■ **THE REQUEST**:
Rewrite the Morrisons article, starting with "But its shares, down" and going on through "with stagnant earnings.", and change "baskets" to "trolleys" throughout.

■ **PASSAGE SHOWN**:
Britons' changing shopping habits hurt Morrisons again
By James Davey
LONDON, Nov 6 (Reuters) - Britain's Morrisons posted another big fall in quarterly sales as shoppers sought savings in discount chains or paid more for upmarket treats though the grocer said its plan to address changing industry trends was working.
With wages stagnant, discounters are booming and all Britain's grocers have responded by cutting prices, hitting profits. Sainsbury's on Thursday unveiled a new front in the battle to win back thrifty shoppers, opening a cut-price store with Danish firm Netto in Leeds, northern England.
Some households are spending the money they save in stores such as Aldi and Lidl in upmarket stores including Marks & Spencer, which on Wednesday posted a 20th straight underlying quarterly sales rise.
The change in shopping habits has hit mid-range stores hardest.
"Morrisons continues to show the battle scars of a (UK) grocery market undergoing the biggest structural change for a generation," said analysts at retail researcher Conlumino.
The company on Thursday reported a 6.3 percent fall in sales at stores open over a year, excluding fuel, for the 13 weeks to Nov. 2, its fiscal third quarter. That was steeper than analyst forecasts for a fall of 5.2 percent and a second quarter decline of 7.6 percent.
But its shares, down 42 percent over the last year, rose up to 9.3 percent, as the firm said the number of items shoppers were putting in their baskets was improving, expressed confidence in its profit outlook for 2014-15 and detailed progress on debt reduction.
Britain's 174 billion pounds ($278 billion) grocery market is growing at its slowest pace for two decades as recession-era shopping habits have become entrenched and as consumers grapple with stagnant earnings.
The "big four" -- Morrisons, Sainsbury's, Tesco and Wal-Mart's Asda, have seen sales squeezed. Market leader Tesco is also reeling from an accounting scandal.
"The (UK grocery) sector is going through a period of challenge that makes visibility on earnings and dividends very limited," said Shore Capital analyst Clive Black.
Sainsbury and Dansk Supermarked, Denmark's largest retailer whose Netto brand is present in five countries, have started a new initiative to address the problem.
Both companies have pumped 12.5 million pounds into their joint venture with a view to winning a slice of a 10 billion pound UK discount sector that is forecast to double in value in five years.

■ **DATA ENTRIES**:
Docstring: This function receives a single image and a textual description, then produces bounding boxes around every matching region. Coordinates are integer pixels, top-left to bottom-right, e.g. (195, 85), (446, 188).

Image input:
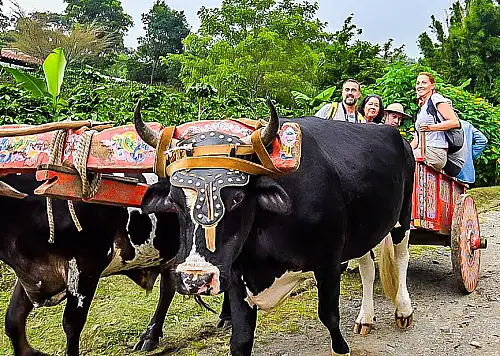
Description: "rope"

(73, 130), (101, 199)
(46, 130), (82, 243)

■ **ANSWER TO THIS EXERCISE**:
But its shares, down 42 percent over the last year, rose up to 9.3 percent, as the firm said the number of items shoppers were putting in their trolleys was improving, expressed confidence in its profit outlook for 2014-15 and detailed progress on debt reduction.
Britain's 174 billion pounds ($278 billion) grocery market is growing at its slowest pace for two decades as recession-era shopping habits have become entrenched and as consumers grapple with stagnant earnings.